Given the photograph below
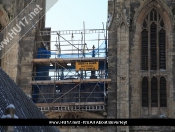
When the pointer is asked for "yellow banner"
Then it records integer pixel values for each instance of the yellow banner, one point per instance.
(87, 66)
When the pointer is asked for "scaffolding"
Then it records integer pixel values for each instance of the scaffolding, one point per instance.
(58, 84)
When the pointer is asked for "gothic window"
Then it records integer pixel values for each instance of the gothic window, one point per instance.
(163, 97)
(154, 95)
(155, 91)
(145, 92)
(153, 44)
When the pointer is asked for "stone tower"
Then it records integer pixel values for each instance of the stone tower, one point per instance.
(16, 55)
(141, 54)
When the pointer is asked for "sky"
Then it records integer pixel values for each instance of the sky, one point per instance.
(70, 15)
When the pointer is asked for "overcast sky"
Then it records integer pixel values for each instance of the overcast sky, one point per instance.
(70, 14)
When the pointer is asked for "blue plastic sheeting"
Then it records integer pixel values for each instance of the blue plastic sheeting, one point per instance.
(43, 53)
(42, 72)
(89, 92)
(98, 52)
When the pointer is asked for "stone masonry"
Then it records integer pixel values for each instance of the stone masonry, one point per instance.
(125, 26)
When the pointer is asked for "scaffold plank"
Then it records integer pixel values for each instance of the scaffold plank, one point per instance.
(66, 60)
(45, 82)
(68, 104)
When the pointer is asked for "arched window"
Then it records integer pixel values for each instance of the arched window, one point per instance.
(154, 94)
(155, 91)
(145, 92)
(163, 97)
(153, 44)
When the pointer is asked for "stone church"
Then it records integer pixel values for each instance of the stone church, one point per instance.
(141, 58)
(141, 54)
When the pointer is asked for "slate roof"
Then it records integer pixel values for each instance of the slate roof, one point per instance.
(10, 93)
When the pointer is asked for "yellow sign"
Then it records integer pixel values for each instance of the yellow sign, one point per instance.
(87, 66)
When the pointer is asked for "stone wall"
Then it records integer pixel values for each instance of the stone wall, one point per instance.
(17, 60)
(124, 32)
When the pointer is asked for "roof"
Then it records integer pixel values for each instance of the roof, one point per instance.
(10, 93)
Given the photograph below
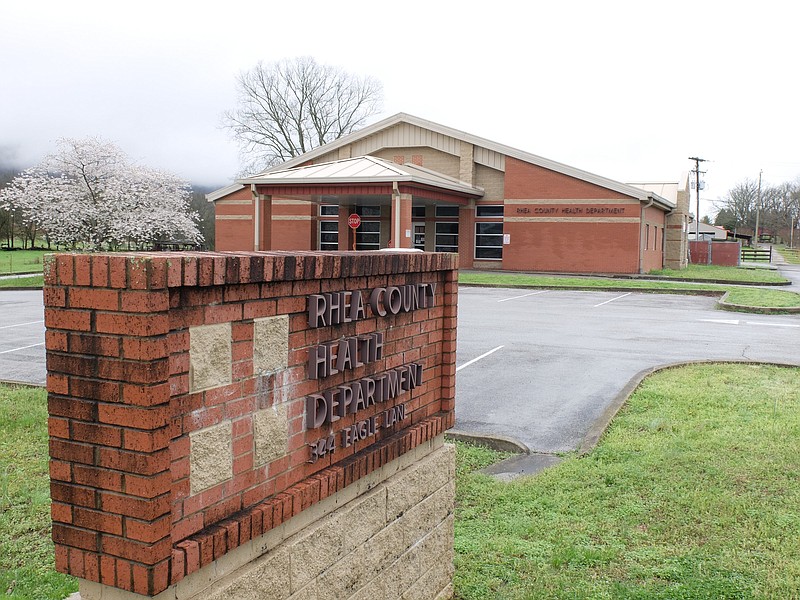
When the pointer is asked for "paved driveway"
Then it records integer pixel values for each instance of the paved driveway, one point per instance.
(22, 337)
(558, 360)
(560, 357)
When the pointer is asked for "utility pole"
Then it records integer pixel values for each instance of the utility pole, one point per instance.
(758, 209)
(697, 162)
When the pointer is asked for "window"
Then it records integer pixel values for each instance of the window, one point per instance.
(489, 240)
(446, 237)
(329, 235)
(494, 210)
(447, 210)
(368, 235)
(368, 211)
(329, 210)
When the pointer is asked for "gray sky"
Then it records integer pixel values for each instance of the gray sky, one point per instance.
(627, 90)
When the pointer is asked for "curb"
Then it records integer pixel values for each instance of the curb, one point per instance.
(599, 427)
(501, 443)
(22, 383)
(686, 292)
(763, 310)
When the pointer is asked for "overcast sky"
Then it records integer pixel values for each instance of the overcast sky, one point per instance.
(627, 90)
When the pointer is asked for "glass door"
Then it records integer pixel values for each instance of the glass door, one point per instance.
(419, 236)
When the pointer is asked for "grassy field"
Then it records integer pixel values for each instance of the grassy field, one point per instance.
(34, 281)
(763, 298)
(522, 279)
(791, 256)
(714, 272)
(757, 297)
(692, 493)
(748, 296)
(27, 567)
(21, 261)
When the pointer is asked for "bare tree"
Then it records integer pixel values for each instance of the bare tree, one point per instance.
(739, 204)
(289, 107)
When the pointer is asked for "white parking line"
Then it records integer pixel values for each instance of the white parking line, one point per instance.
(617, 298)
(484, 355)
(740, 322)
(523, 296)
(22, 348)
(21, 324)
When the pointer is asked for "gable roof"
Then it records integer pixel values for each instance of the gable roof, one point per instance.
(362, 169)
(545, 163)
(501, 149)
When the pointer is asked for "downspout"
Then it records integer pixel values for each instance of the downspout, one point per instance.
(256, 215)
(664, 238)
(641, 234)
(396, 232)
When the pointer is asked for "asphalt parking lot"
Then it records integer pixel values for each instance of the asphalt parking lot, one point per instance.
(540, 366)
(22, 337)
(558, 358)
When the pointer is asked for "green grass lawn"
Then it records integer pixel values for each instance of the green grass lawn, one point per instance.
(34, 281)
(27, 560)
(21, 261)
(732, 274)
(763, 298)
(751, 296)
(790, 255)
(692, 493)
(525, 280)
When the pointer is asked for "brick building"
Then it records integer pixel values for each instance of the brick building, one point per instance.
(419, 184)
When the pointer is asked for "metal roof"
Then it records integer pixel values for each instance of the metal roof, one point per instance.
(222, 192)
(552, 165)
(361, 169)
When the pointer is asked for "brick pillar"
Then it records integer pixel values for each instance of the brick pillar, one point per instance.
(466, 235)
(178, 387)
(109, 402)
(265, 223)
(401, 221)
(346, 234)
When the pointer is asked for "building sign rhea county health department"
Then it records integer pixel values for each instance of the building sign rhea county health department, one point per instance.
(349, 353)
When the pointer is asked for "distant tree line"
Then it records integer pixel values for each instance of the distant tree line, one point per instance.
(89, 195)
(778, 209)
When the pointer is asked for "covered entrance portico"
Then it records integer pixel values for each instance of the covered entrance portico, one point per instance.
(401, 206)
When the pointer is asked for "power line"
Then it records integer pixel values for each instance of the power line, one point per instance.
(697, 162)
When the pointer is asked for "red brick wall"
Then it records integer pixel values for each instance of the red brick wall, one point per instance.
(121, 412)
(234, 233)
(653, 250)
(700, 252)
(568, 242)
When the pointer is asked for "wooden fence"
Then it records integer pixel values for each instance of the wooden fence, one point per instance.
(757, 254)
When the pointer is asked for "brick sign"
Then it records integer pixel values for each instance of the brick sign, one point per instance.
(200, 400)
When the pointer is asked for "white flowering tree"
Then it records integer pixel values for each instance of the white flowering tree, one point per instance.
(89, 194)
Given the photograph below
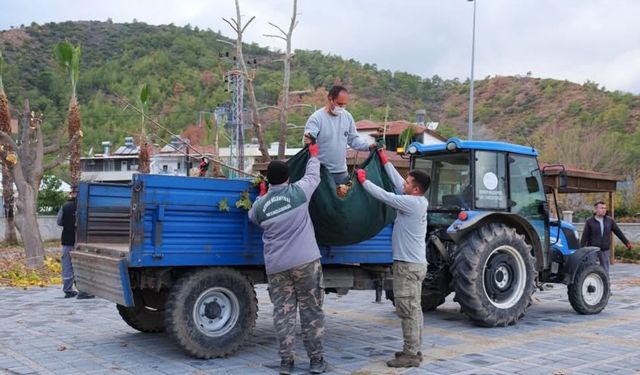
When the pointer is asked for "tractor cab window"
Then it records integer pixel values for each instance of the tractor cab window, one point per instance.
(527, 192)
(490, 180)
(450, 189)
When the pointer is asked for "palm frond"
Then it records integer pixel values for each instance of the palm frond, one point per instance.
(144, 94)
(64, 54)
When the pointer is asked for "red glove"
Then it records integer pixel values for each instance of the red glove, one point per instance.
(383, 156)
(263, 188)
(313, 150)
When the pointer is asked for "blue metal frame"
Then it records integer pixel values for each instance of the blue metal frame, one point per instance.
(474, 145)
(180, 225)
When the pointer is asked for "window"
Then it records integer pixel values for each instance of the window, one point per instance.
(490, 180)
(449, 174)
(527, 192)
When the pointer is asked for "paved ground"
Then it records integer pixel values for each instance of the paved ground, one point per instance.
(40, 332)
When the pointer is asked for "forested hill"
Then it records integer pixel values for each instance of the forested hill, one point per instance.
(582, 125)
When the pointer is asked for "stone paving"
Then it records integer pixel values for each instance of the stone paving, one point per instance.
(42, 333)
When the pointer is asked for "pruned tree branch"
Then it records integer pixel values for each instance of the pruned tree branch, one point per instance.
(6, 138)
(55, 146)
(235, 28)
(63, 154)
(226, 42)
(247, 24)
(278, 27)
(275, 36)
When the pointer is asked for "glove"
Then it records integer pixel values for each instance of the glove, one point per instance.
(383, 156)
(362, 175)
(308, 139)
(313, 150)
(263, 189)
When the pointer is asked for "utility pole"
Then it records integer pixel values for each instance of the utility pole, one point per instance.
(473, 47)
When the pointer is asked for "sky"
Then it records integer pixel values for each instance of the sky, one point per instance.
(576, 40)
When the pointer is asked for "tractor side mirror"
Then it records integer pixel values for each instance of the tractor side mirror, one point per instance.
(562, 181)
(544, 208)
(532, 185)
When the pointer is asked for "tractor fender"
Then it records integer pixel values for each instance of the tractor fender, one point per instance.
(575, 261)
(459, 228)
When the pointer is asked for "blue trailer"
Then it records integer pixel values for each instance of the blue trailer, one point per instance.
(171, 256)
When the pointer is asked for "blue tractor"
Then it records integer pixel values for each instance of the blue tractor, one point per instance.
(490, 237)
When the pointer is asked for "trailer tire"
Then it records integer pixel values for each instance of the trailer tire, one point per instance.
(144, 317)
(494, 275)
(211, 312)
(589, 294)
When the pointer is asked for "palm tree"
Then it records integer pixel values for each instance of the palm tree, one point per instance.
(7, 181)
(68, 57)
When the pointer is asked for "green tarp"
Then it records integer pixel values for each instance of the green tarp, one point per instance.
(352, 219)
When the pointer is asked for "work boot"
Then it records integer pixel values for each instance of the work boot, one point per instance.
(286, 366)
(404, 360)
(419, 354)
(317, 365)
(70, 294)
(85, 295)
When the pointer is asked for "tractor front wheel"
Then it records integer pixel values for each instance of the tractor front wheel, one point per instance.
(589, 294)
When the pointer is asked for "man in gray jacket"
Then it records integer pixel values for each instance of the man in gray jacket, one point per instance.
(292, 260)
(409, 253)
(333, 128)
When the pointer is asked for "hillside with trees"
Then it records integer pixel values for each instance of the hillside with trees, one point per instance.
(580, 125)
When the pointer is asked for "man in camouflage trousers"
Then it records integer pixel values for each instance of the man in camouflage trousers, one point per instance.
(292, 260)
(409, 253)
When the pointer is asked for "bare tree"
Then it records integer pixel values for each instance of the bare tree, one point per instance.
:::
* Description of the task
Every line, from the one holding "jacket, one point per instance." through the last line of the material above, should be transcribed exactly, and no line outside that range.

* Completed exercise
Then it records integer pixel values for each instance of the man in gray jacket, one point per instance.
(292, 260)
(409, 253)
(333, 128)
When the pointer is asked for "hillside with trees"
Then it records integer pixel values for each instance of the hillside with trees, one point per instance.
(580, 125)
When the pointer is asked for "man in camouflage trousers"
Then it records integer pixel values for each instance of the man in camouflage trousers, one point per instance.
(292, 260)
(409, 253)
When the pointer is asked for "bare tree"
Then it records integer pixel values for each instance of the bare tree, one point per instance.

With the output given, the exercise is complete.